A cada ano são mais penosas as minhas viagens ao interior continental. Sim, é a idade, sim, são os baixos índices de humidade, sim, são as amplitudes térmicas, sim, é o abandono, sim é a desertificação e o envelhecimento. Se a baixa humidade relativa do ar e as temperaturas, provocam algum desconforto, sim, é verdade, mas o que verdadeiramente me inquieta é o abandono deste território e deste povo. 

O abandono, mas também as opções políticas ditadas por distantes centros de decisão e a voracidade do capitalismo que transformam a paisagem física e humana. Os antigos olivais e vinhas foram paulatinamente abandonados, não há quem cuide destas culturas, dando lugar à cultura intensiva, com os custos ambientais, sociais e económicos conhecidos. Opções que empobrecem os solos e as gentes e enricam poderosos grupos económicos. Dizem que é o progresso, até pode ser, mas matar a alma aos lugares é dar continuidade à desertificação que o discurso do poder diz querer combater.

imagem retirada da internet

Refiro frequentemente a cultura do olival e da vinha, sem esquecer a floresta e os produtos frutícolas e hortícolas, mas também a pecuária e, por conseguinte, a produção de um queijo de sabor, consistência e odor inconfundíveis e únicos. A minha insistência na cultura da vinha e do olival não surge por acaso. A existência de inúmeras “lagariças” onde se produziu vinho, mas também azeite, pelo menos no período da presença árabe no Sul da Península Ibérica (Al-Andalus) e até ao aparecimento dos lagares, são testemunhos da importância destas culturas na região. As “lagariças” deram lugar aos lagares, muitos deles em ruínas. Subsistem alguns ligados aos grandes grupos económicos e outros, fruto da persistência e resistência de alguns produtores que teimam em manter a qualidade e a excelência do azeite beirão.

§ **Tarefa breve A**: Extrai do texto sobre o abandono do interior o trecho que começa em "Refiro frequentemente a" e segue até "do azeite beirão.", sem alterar nada.
§ **Tarefa breve B**: Segundo o texto sobre o abandono do interior, em que período, pelo menos, se produziu vinho e azeite nas “lagariças”?

[Anotações de pontos em fotografias]

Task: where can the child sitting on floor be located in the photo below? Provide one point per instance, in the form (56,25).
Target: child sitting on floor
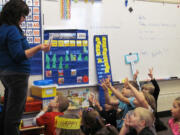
(154,89)
(125,98)
(174,123)
(108,112)
(141,119)
(68,124)
(47,116)
(91,121)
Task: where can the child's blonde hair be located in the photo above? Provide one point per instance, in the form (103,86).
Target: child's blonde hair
(63,103)
(145,115)
(92,120)
(149,87)
(70,131)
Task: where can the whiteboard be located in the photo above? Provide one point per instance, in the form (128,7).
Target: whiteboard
(152,30)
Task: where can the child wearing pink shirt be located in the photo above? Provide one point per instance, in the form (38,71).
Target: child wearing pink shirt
(174,123)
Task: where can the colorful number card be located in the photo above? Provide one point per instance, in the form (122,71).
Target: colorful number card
(67,62)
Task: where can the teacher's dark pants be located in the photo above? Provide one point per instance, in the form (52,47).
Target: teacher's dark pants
(16,86)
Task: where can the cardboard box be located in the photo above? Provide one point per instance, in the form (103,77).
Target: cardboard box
(43,91)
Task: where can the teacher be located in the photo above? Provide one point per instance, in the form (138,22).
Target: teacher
(14,64)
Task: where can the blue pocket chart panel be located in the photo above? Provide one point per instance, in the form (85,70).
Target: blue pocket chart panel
(67,61)
(103,66)
(32,30)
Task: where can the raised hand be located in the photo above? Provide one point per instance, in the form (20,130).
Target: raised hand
(135,75)
(45,47)
(126,82)
(150,74)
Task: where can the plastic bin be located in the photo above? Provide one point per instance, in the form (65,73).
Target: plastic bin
(43,91)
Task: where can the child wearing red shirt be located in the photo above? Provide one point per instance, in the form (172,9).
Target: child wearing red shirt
(47,116)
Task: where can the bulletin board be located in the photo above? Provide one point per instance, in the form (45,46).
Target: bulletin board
(67,61)
(150,29)
(32,30)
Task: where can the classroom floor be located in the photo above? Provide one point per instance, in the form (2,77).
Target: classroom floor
(165,132)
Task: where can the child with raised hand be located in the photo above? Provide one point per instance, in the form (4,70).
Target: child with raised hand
(141,119)
(154,89)
(107,130)
(46,117)
(68,124)
(143,99)
(125,101)
(108,112)
(174,122)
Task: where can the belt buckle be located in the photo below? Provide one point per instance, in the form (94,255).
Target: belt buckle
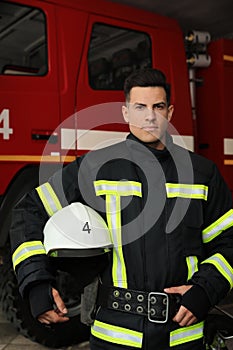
(151,298)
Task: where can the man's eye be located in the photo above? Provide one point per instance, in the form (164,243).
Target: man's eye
(160,106)
(139,108)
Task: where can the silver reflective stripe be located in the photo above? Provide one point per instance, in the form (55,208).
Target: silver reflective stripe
(217,227)
(114,221)
(186,334)
(27,249)
(49,198)
(186,191)
(192,263)
(116,334)
(222,266)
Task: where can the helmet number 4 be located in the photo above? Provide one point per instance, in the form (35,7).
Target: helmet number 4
(86,227)
(5,121)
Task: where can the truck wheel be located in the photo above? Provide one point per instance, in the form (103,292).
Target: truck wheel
(18,312)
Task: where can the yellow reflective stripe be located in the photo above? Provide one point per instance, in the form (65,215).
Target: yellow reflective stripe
(222,266)
(113,190)
(49,198)
(192,264)
(113,207)
(186,334)
(123,188)
(116,334)
(186,191)
(27,249)
(217,227)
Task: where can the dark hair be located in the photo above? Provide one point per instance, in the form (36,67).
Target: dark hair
(144,78)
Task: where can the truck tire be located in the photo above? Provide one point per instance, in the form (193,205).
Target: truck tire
(18,312)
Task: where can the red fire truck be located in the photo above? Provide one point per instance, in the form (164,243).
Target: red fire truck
(62,66)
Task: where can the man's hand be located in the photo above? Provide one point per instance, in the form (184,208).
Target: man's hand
(57,315)
(184,317)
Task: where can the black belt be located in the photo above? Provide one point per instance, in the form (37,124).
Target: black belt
(157,306)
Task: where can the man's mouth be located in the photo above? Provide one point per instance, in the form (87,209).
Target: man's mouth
(150,128)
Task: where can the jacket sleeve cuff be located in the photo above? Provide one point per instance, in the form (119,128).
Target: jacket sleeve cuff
(196,301)
(40,299)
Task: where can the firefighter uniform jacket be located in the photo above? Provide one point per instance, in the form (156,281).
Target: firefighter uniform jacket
(170,217)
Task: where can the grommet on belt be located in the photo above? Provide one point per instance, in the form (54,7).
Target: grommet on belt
(127,307)
(152,312)
(140,298)
(153,300)
(139,309)
(128,296)
(115,305)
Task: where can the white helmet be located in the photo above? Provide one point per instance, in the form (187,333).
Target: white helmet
(75,231)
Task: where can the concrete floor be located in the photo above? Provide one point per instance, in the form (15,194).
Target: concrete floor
(10,339)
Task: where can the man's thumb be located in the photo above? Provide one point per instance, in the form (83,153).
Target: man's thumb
(59,302)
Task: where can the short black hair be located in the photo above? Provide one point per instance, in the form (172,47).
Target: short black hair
(144,78)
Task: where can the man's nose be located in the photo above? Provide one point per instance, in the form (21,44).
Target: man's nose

§ **Resposta correta A**:
Refiro frequentemente a cultura do olival e da vinha, sem esquecer a floresta e os produtos frutícolas e hortícolas, mas também a pecuária e, por conseguinte, a produção de um queijo de sabor, consistência e odor inconfundíveis e únicos. A minha insistência na cultura da vinha e do olival não surge por acaso. A existência de inúmeras “lagariças” onde se produziu vinho, mas também azeite, pelo menos no período da presença árabe no Sul da Península Ibérica (Al-Andalus) e até ao aparecimento dos lagares, são testemunhos da importância destas culturas na região. As “lagariças” deram lugar aos lagares, muitos deles em ruínas. Subsistem alguns ligados aos grandes grupos económicos e outros, fruto da persistência e resistência de alguns produtores que teimam em manter a qualidade e a excelência do azeite beirão.

§ **Resposta correta B**: No período da presença árabe no Sul da Península Ibérica (Al-Andalus).